Provided data >>
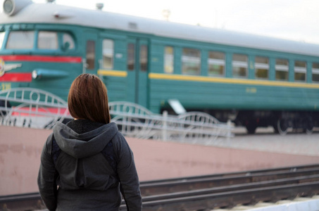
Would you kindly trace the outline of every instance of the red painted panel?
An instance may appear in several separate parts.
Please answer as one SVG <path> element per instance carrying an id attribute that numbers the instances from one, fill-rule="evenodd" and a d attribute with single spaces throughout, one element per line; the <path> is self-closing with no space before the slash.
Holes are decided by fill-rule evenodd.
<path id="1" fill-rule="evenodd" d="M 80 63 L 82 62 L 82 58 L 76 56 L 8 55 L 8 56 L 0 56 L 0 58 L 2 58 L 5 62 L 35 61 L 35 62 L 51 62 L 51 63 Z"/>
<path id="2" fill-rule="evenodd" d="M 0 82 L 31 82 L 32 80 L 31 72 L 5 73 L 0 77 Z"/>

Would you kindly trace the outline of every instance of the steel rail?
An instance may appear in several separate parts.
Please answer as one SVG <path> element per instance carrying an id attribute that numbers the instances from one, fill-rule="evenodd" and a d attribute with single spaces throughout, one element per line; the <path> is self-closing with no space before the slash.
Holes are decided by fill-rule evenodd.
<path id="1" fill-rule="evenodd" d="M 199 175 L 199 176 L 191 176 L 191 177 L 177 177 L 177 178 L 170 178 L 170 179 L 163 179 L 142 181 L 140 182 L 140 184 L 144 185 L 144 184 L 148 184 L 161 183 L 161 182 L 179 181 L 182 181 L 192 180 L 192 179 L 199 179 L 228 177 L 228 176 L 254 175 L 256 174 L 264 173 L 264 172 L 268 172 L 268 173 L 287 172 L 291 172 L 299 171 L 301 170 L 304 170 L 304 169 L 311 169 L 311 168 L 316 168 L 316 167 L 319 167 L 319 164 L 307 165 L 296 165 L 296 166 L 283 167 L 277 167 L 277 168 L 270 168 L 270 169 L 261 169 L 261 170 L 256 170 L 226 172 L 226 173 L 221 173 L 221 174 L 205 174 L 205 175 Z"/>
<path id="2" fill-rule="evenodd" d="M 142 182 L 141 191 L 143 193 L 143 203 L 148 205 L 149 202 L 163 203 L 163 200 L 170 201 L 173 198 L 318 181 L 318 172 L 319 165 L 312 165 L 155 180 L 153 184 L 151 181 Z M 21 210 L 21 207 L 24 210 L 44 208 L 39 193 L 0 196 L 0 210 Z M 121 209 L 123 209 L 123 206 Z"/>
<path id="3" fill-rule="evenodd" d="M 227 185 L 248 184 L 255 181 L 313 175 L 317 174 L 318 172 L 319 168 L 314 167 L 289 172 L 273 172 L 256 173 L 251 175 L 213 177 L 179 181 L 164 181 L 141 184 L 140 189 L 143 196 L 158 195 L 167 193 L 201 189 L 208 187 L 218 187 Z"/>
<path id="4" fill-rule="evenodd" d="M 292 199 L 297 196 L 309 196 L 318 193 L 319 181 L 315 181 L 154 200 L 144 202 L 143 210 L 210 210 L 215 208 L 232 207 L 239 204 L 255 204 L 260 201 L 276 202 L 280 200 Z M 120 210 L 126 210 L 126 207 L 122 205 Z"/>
---
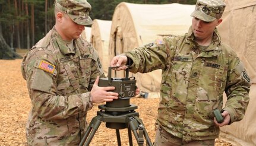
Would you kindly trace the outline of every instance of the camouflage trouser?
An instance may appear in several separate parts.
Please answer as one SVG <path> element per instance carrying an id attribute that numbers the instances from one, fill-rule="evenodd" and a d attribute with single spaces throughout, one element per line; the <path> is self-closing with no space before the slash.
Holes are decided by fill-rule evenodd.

Task objective >> Count the lines of the records above that contain the string "every", treating uppercase and lowercase as distinct. Reply with the number alone.

Answer to this exercise >> 3